_Exercise requirements:_ In the records below, find the line containing "turf in the photo above."; copy exactly that line and all lines after it to the end, and nothing else.

Stored dataset items
==============================

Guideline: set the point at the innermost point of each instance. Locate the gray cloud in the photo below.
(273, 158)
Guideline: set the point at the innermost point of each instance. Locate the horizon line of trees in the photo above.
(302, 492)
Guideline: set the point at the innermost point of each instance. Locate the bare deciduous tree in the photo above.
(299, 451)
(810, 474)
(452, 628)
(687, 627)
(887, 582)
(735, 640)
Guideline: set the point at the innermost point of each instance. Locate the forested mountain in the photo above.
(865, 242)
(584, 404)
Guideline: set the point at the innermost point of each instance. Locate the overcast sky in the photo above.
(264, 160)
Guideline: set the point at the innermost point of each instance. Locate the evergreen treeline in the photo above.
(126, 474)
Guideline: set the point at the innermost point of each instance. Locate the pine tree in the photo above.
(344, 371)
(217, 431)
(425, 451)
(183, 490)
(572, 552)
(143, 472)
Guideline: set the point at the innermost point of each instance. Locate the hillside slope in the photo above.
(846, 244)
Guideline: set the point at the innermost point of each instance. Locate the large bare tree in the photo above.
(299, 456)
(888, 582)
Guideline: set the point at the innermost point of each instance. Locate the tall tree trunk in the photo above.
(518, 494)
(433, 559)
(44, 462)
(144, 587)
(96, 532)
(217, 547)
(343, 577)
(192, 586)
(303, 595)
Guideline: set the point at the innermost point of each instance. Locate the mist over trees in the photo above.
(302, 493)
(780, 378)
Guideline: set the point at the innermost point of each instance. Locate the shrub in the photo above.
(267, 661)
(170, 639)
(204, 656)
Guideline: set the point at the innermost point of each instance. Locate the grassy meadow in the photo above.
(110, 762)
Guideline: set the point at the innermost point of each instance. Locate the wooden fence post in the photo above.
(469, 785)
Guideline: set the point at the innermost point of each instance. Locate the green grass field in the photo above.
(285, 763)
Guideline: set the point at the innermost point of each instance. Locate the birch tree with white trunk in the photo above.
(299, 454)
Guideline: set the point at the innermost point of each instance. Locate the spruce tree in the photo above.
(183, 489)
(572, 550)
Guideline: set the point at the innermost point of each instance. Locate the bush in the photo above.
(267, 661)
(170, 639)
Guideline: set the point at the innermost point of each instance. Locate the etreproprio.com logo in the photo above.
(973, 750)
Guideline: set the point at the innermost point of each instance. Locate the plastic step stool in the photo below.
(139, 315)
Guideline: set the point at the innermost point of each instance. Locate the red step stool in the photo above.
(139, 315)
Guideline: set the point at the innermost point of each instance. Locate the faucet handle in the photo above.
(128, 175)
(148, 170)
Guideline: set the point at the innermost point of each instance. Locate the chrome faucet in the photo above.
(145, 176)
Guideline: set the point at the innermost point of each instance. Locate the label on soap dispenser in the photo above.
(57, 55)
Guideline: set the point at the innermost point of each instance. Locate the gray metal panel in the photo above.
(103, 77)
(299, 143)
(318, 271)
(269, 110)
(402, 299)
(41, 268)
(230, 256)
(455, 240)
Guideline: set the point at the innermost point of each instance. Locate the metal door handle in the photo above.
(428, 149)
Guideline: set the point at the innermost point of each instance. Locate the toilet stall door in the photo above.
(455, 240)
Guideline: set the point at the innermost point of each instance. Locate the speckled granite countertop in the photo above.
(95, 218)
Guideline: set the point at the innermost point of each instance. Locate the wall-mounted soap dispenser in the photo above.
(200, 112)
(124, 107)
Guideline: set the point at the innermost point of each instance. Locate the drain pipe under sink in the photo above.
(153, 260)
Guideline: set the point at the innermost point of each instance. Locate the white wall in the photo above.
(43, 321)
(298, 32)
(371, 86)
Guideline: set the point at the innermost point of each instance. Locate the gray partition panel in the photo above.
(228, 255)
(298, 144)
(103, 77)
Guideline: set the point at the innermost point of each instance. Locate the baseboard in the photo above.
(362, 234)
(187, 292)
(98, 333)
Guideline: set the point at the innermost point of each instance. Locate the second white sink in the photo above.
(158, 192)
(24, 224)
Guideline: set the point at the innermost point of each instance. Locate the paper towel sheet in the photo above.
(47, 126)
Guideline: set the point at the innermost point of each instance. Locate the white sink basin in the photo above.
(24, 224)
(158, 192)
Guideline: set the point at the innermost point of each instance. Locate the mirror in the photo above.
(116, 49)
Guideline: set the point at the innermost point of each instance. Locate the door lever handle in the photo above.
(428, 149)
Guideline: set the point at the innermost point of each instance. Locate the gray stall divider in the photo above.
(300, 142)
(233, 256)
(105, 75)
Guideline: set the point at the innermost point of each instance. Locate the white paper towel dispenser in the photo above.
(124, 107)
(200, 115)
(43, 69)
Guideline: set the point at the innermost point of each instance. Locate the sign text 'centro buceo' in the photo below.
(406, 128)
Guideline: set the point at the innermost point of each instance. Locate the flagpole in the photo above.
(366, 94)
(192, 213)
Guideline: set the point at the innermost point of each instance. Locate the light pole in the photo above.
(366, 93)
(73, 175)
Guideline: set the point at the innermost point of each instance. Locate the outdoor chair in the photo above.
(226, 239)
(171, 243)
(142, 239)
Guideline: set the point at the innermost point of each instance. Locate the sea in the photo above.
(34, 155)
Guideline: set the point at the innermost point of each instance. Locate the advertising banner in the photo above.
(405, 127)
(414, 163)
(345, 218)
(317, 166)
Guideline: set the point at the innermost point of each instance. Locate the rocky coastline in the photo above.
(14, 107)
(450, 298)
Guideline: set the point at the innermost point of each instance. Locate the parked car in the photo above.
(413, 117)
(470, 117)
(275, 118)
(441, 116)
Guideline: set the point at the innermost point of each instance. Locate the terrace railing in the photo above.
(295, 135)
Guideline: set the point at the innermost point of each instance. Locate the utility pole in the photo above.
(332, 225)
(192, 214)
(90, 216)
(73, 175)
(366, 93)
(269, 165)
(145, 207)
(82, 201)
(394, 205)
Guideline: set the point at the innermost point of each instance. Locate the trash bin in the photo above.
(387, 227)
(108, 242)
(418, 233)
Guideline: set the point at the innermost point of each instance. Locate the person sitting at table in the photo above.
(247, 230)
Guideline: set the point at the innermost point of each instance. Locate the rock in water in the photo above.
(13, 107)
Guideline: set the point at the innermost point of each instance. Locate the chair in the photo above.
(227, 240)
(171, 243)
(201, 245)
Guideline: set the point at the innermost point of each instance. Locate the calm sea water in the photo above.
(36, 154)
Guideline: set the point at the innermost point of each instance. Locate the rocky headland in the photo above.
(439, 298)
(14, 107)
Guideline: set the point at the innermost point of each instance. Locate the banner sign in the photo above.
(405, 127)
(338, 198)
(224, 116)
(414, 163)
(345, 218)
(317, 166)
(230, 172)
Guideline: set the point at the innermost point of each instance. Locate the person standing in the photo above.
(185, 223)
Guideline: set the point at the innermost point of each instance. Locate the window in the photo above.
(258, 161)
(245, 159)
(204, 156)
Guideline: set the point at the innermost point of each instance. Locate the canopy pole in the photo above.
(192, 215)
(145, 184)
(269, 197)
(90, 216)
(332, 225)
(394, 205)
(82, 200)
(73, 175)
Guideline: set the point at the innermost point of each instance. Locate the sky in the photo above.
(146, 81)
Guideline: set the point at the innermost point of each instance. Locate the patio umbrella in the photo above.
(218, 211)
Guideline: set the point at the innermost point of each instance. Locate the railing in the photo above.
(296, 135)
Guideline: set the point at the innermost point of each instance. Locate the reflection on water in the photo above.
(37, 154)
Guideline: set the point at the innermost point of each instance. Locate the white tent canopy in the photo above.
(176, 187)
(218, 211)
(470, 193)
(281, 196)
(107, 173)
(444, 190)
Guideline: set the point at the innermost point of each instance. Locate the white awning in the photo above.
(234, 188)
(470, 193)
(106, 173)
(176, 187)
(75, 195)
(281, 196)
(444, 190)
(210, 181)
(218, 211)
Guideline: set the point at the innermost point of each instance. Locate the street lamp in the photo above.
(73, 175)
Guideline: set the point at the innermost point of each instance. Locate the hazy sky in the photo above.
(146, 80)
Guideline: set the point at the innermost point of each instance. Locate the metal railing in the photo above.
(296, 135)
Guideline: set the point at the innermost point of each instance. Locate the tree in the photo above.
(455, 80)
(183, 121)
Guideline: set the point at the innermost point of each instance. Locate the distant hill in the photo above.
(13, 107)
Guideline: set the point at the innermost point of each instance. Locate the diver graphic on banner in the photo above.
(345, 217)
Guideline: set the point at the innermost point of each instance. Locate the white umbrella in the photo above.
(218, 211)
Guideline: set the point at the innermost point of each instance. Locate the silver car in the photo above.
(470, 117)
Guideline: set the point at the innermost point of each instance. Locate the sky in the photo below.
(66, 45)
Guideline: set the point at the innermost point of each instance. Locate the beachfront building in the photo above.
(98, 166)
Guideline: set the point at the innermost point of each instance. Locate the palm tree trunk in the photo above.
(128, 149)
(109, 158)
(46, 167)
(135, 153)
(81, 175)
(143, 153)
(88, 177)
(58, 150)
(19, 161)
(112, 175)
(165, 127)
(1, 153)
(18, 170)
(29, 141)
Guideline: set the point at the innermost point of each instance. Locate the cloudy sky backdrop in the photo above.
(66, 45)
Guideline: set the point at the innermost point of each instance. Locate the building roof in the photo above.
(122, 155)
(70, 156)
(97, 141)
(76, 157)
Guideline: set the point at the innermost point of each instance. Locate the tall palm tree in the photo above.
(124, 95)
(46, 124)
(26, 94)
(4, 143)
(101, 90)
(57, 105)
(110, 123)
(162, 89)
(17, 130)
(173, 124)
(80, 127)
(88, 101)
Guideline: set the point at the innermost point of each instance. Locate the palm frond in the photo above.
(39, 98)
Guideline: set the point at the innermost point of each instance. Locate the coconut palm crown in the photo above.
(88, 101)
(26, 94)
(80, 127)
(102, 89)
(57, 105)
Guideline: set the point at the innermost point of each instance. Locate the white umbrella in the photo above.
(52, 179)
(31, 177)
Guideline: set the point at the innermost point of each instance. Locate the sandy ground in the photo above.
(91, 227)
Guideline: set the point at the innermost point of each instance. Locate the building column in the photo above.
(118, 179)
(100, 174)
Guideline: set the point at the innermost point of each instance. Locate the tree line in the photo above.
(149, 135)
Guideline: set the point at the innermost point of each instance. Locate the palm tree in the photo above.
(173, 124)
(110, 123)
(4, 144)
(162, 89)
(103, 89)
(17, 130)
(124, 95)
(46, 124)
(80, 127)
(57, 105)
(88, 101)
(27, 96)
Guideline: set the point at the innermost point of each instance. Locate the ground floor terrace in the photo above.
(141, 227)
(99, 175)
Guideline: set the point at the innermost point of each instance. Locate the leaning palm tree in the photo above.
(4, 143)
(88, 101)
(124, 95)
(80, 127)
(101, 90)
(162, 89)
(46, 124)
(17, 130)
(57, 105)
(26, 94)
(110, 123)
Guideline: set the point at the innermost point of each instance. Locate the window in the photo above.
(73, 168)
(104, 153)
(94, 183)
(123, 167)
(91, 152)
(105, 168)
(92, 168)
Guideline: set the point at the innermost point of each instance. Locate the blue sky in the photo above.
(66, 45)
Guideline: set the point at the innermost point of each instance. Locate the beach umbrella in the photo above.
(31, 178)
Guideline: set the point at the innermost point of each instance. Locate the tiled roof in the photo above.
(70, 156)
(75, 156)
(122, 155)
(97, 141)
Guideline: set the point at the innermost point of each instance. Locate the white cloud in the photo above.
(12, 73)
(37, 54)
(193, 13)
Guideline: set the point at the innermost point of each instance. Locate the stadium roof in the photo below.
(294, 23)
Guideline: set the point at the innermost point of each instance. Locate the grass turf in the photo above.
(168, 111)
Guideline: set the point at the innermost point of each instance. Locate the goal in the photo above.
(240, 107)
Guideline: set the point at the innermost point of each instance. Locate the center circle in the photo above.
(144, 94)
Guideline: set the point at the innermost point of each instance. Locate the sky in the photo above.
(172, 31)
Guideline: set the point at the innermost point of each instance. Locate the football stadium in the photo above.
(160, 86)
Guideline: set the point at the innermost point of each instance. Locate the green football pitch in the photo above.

==============================

_Completed task:_
Guideline: set the point at the innermost point of each instance. Locate the grass turf in the photo above.
(168, 111)
Guideline: set the point at the innermost point of each instance. Locate the goal in the photo above.
(240, 107)
Guideline: set the point at the innermost point of each instance. Locate the center circle in the photo above.
(144, 94)
Guideline: set the point at the innermost point of each instance. Locate the sky in the photo above.
(172, 31)
Guideline: set the point at the innermost point of each instance. Locate the football stadium in the photo above.
(160, 86)
Guideline: set the point at the innermost point of each instance. Locate the green football pitch in the photo above.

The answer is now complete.